>> START MATERIAL TO PROCESS

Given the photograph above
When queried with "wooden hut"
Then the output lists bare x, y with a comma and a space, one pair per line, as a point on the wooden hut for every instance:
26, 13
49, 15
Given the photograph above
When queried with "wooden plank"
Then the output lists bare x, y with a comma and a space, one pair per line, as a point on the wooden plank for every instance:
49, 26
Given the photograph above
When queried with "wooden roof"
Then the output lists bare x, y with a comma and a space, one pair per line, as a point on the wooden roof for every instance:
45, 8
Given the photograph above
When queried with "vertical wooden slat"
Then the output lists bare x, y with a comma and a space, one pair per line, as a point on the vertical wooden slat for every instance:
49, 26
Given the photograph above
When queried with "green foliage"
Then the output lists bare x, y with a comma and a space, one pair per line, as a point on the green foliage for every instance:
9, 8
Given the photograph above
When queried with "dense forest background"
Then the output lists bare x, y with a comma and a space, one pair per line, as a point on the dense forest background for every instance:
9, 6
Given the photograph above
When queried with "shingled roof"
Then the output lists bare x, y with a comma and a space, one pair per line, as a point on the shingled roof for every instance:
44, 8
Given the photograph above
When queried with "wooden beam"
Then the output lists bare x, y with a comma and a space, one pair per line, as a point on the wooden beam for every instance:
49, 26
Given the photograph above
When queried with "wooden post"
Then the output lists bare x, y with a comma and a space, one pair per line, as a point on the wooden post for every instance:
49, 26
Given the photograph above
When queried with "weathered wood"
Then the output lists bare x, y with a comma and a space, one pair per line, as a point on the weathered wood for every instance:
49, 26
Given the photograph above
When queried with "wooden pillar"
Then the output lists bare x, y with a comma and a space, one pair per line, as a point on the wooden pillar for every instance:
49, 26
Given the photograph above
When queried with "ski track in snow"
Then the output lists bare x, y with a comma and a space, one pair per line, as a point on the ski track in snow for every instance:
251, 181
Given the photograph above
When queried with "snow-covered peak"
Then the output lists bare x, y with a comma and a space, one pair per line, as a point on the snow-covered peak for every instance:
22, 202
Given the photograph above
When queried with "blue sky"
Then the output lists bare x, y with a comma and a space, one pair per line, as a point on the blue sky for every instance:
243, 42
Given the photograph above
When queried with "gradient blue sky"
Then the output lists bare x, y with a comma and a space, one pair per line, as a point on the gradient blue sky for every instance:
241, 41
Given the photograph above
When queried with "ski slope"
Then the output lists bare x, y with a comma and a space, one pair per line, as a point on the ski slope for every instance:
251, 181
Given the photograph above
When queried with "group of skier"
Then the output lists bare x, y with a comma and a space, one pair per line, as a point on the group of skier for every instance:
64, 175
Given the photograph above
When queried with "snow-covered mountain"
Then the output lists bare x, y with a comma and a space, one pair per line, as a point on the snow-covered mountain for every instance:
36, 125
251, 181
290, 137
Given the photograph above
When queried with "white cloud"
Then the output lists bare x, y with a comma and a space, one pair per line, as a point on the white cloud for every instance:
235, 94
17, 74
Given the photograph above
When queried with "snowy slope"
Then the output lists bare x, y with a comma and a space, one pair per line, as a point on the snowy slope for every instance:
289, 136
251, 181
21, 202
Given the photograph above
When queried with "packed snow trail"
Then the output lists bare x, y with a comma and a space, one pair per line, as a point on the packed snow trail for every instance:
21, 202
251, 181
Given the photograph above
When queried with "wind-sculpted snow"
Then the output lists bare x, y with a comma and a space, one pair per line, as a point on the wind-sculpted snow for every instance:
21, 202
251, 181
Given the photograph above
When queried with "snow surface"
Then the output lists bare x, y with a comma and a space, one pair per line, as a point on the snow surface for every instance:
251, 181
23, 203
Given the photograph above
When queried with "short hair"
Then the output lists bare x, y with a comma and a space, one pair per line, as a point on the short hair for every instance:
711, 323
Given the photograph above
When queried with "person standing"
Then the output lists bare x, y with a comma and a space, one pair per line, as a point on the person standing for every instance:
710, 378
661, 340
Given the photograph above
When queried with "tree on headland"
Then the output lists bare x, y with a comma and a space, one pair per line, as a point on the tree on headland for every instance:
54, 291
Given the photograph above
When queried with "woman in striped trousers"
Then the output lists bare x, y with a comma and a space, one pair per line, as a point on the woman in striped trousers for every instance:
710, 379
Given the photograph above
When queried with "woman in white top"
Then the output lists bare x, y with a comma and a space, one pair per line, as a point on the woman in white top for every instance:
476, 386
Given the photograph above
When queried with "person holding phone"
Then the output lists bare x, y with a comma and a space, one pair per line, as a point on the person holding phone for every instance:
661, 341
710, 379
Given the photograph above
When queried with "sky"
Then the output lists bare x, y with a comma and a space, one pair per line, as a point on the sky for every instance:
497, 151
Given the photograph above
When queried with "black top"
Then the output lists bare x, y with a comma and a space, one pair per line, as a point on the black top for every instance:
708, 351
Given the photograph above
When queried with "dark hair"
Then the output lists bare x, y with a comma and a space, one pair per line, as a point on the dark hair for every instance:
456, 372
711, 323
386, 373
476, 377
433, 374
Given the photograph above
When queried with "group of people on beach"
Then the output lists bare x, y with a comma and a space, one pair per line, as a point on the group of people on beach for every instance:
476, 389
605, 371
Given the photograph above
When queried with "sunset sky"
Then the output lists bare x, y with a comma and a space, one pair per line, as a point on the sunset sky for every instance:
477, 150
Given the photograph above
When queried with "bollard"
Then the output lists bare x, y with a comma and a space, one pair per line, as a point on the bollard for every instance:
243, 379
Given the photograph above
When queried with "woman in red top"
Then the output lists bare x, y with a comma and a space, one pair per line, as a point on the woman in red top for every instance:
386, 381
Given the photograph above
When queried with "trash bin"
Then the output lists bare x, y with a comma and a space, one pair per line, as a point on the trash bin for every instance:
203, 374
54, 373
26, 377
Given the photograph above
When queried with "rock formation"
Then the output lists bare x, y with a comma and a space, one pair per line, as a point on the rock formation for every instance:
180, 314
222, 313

>> END MATERIAL TO PROCESS

## PROBLEM TO SOLVE
Copy out the whole listing, exactly as written.

## WRITTEN ANSWER
Given the photograph above
When queried with "wooden hut"
Then the output lists bare x, y with a comma and a space, one pair per line, as a point on the wooden hut for every instance:
26, 13
49, 15
Given the photograph above
When queried with "wooden plank"
Then the output lists bare x, y with a comma and a space, one pair per line, as a point on the wooden plank for every instance:
49, 26
Given the photograph above
When queried with "wooden roof"
Then the output lists bare x, y with a comma and a space, one pair per line, as a point on the wooden roof for every instance:
45, 8
Given the photograph above
When queried with "vertical wooden slat"
Then the output lists bare x, y with a comma and a space, one pair per line, as a point on the vertical wooden slat for every instance:
49, 26
Given the photograph above
When queried with "green foliage"
Then the output lists bare x, y with a comma and a space, one pair per line, as a point on the green foliage for every instance:
9, 8
Given the photograph above
When queried with "dense forest background"
Then the output lists bare x, y with a comma and a space, one pair per line, as a point on the dense forest background for every instance:
9, 6
Given the photograph above
When queried with "shingled roof"
Then the output lists bare x, y with a comma and a space, one pair per line, as a point on the shingled roof for every instance:
44, 8
Given the photograph above
When queried with "wooden beam"
Then the output lists bare x, y with a comma and a space, one pair per line, as a point on the wooden beam for every instance:
49, 26
Given the photograph above
When queried with "wooden post"
Then the output lists bare x, y with a comma and a space, one pair per line, as a point on the wooden post for every instance:
49, 26
Given the photograph above
When queried with "weathered wood"
Then the output lists bare x, y with a comma and a space, one pair per line, as a point on the weathered wood for every instance:
49, 26
Given the photograph above
When queried with "wooden pillar"
Then the output lists bare x, y with a comma and a space, one pair per line, as a point on the wooden pillar for every instance:
49, 26
Given the photograph above
When queried with "ski track in snow"
Then the output lists bare x, y with a comma and a space, one pair per line, as a point on the ski track in snow for every instance:
251, 181
Given the photograph above
When queried with "snow-covered peak"
Then the output lists bare x, y with a comma and a space, one pair per line, as a point on the snow-covered peak for every instance:
22, 202
Given the photograph above
When queried with "blue sky"
Then the output lists bare x, y with a comma and a space, one pair per line, as a point on the blue sky for every instance:
243, 42
Given the photograph above
When queried with "gradient blue sky"
Then the output lists bare x, y with a comma and a space, one pair per line, as a point on the gradient blue sky for every instance:
241, 41
Given the photograph above
When queried with "ski slope"
Then the output lists bare x, y with a comma and a space, one pair per line, as a point on the ski slope for every instance:
251, 181
Given the photograph above
When queried with "group of skier"
Then the output lists bare x, y with a comma and a space, one pair per line, as a point on the group of skier for every instance:
64, 175
Given the photograph above
When queried with "snow-covered mountain"
Then the output lists bare x, y with a comma and a space, one pair per line, as a point on the snow-covered mountain for every instance:
36, 125
251, 181
290, 137
Given the photograph above
When queried with "white cloud"
Then the output lists bare x, y with a comma and a space, one pair per line, as a point on the white cloud for every instance:
235, 94
17, 74
Given the photograph above
When queried with "snowy slope"
Then the output lists bare x, y with a comma and a space, one pair per line, as a point on the snowy slope for every instance:
289, 136
251, 181
21, 202
Given the photograph above
When queried with "packed snow trail"
Then the output lists bare x, y with a comma and a space, one pair per line, as a point on the packed snow trail for every instance:
21, 202
251, 181
Given the photograph above
When queried with "wind-sculpted snow"
Then the output lists bare x, y with a comma and a space, one pair per line, as a point on the wind-sculpted snow for every instance:
21, 202
251, 181
Given the photograph above
When queried with "snow surface"
Then the output lists bare x, y with a comma and a space, one pair per line, as a point on the snow surface for every instance:
251, 181
23, 203
Given the photograph above
When queried with "short hair"
Then the output lists bare x, y with a comma and a space, one pair per line, as a point on the short hair for every instance:
711, 323
Given the photograph above
When queried with "person standing"
Then the output lists bare x, y with a comma and a space, one pair per line, as a point on the person standing for every instance:
710, 378
661, 340
Given the photograph above
When queried with "tree on headland"
Then the output lists bare x, y with a comma and a space, one pair per line, as a point on the tree on headland for every instance:
54, 291
Given the photograph above
When queried with "woman in striped trousers"
Then the output lists bare x, y with a comma and a space, one pair per line, as a point on the woman in striped trousers for every instance:
710, 379
Given the photograph above
When queried with "woman in white top"
Then the output lists bare x, y with a comma and a space, one pair per line, as a point on the woman in white top for every instance:
476, 386
Given the photograph above
When queried with "person holding phone"
Then the output lists bare x, y with a comma and a space, one pair per line, as a point on the person holding phone for every instance:
661, 341
710, 379
Given the photograph above
When queried with "sky"
Then the output lists bare x, y with a comma and a space, one pair per line, as a point on the sky for every instance:
497, 151
Given the photograph above
When queried with "black top"
Then the output lists bare x, y with a comma and a space, one pair per line, as a point on the black top for every instance:
708, 351
Given the photograph above
When queried with "dark hair"
Then the output lists bare x, y with a comma and a space, one pair per line, as a point on the dark hair for every instance:
456, 372
711, 323
386, 373
476, 377
433, 374
Given the photograph above
When queried with "group of people on beach"
Then the output lists bare x, y with a comma and a space, one pair per line, as a point on the group of people on beach for every instance:
476, 389
605, 371
Given the photograph above
When queried with "sunset sky"
Then the output lists bare x, y with a comma and a space, one pair per line, as a point on the sunset sky for every instance:
477, 150
Given the photograph above
When queried with "bollard"
Then the output lists bare x, y with a comma and a space, one pair per line, as a point on the bollard for every instance:
243, 379
Given the photograph above
When queried with "woman in red top"
Then the output lists bare x, y with a comma and a space, one pair per line, as a point on the woman in red top for every instance:
386, 381
Given the photograph above
When queried with "trash bin"
Then the output lists bare x, y with a comma and a space, one pair per line, as a point on the trash bin for every instance:
203, 374
54, 373
26, 377
Given the photograph above
When queried with "rock formation"
Then the output lists bare x, y with a comma and a space, one pair per line, as a point on the rock formation for every instance:
180, 314
222, 313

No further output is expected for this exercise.